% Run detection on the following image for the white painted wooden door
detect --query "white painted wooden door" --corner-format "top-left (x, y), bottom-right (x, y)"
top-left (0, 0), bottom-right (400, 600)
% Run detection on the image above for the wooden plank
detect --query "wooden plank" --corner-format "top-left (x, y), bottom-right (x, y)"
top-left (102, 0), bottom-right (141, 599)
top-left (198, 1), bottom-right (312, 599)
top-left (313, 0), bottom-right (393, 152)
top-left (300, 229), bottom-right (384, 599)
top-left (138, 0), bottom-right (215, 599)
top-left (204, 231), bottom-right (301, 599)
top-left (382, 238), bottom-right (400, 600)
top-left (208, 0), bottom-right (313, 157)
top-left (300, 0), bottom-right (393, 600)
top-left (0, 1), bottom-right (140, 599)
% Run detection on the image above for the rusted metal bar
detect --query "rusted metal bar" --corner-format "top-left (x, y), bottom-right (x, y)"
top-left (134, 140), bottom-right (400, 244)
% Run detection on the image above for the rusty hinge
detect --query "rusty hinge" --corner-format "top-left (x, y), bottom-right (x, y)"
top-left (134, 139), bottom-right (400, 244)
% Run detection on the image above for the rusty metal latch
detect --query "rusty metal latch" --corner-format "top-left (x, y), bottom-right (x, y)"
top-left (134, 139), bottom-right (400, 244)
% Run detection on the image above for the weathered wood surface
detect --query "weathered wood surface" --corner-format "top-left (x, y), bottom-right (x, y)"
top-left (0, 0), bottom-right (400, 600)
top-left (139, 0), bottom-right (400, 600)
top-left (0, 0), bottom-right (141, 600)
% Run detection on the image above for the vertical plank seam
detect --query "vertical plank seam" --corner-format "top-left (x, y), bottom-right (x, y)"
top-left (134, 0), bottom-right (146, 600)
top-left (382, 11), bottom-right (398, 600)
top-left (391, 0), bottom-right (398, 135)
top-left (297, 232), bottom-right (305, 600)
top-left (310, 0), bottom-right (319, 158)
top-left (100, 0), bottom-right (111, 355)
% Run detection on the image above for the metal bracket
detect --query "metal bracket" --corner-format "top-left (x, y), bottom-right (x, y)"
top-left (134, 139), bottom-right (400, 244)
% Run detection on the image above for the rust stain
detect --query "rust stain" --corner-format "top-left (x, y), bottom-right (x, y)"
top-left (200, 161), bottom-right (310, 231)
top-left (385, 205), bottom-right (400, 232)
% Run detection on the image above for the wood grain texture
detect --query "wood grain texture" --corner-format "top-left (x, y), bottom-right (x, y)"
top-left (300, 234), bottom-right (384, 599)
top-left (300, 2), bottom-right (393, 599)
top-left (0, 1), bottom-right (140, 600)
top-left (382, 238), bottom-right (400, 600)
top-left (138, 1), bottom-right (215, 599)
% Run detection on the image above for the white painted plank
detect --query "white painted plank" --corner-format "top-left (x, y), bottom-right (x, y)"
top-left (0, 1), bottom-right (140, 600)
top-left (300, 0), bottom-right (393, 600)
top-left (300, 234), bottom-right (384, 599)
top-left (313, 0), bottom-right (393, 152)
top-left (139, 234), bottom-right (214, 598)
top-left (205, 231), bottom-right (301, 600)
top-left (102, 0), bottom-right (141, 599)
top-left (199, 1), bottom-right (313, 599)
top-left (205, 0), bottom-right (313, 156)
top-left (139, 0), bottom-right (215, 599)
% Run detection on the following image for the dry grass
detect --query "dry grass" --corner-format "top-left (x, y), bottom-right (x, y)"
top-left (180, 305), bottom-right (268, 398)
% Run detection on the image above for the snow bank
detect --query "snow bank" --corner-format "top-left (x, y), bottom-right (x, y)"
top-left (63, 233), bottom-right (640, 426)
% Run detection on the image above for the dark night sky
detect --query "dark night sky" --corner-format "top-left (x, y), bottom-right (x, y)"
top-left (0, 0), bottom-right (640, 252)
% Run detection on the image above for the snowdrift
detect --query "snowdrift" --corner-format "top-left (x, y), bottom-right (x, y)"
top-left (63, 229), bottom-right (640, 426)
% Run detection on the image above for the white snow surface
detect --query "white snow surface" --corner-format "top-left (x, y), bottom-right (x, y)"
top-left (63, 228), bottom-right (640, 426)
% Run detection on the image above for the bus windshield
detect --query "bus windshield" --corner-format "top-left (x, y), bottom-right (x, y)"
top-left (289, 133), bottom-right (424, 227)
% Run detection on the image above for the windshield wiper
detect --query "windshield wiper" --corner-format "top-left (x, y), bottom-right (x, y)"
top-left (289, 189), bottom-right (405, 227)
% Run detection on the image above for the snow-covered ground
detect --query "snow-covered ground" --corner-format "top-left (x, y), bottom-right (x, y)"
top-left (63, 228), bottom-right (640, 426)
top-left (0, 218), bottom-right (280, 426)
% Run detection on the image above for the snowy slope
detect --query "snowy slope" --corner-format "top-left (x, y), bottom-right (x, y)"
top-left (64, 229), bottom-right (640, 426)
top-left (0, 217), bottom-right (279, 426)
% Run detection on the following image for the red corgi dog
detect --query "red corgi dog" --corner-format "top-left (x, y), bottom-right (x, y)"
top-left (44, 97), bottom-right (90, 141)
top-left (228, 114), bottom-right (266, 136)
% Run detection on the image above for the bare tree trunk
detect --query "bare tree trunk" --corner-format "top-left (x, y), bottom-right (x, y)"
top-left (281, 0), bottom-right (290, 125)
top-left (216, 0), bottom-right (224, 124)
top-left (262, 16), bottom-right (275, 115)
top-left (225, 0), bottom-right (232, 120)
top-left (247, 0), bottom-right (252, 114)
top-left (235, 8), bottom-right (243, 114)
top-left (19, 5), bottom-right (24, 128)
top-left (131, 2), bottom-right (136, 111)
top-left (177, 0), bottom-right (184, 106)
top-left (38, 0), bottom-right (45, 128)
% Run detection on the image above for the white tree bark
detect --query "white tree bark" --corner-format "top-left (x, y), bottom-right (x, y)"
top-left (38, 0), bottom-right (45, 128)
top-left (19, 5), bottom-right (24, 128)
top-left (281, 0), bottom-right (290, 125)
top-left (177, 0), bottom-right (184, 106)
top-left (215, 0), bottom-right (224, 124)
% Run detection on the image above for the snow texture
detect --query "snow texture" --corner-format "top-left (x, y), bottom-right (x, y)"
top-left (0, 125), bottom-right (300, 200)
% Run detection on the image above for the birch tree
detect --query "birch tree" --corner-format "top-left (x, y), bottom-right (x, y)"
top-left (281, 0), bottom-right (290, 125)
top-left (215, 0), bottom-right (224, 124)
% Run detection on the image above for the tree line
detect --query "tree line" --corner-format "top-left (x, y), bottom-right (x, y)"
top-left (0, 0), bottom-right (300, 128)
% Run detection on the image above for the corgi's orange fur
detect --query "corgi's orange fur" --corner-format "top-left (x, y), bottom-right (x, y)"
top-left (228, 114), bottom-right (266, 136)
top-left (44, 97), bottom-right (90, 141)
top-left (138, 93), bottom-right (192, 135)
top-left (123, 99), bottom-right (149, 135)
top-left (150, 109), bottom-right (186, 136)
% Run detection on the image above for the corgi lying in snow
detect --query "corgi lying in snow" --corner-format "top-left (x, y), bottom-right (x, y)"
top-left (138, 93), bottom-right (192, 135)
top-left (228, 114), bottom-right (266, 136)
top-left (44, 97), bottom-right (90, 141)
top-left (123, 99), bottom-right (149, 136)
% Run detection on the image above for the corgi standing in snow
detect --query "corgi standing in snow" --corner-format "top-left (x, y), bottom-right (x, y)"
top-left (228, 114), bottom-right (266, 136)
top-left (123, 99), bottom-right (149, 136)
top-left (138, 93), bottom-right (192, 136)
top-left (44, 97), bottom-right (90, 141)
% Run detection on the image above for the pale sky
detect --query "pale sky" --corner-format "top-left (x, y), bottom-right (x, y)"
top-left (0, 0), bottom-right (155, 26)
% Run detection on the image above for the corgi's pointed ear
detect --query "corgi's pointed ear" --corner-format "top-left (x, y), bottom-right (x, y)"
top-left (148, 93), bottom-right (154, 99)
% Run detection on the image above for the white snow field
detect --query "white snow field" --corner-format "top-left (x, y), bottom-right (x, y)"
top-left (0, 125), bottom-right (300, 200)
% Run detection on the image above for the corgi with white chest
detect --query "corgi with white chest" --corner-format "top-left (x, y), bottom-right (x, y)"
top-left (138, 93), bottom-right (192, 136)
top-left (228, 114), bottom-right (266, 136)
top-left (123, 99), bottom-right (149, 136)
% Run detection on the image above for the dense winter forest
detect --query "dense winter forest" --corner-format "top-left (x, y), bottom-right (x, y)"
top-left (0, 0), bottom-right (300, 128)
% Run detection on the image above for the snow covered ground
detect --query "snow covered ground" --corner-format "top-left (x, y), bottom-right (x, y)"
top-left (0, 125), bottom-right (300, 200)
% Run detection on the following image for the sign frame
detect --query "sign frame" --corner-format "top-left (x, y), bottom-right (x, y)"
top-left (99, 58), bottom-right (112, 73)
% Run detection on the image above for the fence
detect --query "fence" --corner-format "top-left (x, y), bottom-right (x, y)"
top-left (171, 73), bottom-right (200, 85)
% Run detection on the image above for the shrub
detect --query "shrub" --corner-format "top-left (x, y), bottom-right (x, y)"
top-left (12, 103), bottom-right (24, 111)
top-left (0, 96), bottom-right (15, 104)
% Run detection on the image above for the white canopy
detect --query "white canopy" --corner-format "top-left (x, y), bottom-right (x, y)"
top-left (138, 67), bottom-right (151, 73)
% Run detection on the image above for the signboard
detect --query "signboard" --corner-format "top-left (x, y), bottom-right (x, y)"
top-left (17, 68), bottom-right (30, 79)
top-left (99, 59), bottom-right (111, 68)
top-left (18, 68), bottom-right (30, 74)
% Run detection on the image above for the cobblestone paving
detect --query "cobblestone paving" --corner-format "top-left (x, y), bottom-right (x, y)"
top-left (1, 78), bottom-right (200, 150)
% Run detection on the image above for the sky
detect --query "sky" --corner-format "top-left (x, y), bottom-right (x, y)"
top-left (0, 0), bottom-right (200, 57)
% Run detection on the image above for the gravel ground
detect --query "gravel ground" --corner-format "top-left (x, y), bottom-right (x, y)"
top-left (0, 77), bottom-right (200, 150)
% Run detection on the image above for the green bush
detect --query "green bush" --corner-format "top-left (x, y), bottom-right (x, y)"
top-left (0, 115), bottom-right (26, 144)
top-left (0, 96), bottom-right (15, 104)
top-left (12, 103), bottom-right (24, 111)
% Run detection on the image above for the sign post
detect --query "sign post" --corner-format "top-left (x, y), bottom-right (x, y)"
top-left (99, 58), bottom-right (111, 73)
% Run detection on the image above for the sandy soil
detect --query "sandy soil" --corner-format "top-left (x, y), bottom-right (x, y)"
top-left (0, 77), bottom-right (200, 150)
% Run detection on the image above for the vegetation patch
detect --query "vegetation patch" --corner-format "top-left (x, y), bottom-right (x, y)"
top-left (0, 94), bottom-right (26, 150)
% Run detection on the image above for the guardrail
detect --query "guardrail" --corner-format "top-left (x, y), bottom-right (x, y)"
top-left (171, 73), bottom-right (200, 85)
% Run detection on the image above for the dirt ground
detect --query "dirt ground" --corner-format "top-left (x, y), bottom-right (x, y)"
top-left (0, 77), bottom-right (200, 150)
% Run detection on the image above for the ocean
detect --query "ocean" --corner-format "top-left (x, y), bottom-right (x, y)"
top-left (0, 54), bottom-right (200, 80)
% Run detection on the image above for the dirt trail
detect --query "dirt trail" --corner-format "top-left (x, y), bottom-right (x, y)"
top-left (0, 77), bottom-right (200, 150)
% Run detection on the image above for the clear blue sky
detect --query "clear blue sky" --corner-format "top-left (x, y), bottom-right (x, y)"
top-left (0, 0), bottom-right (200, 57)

◆ WHAT YOU HAVE TO DO:
Could you lay out the data above, from the line holding "the corgi's pointed ear" through the line holding "top-left (148, 93), bottom-right (154, 99)", inclusive, as a Markdown table with the columns Row and Data line? Leave out any blank lines.

◆ CORRECT RESULT:
| Row | Data line |
|---|---|
| 1 | % Run detection on the image above for the corgi's pointed ear |
| 2 | detect --query "corgi's pointed ear" --corner-format "top-left (x, y), bottom-right (x, y)" |
| 3 | top-left (148, 93), bottom-right (154, 99) |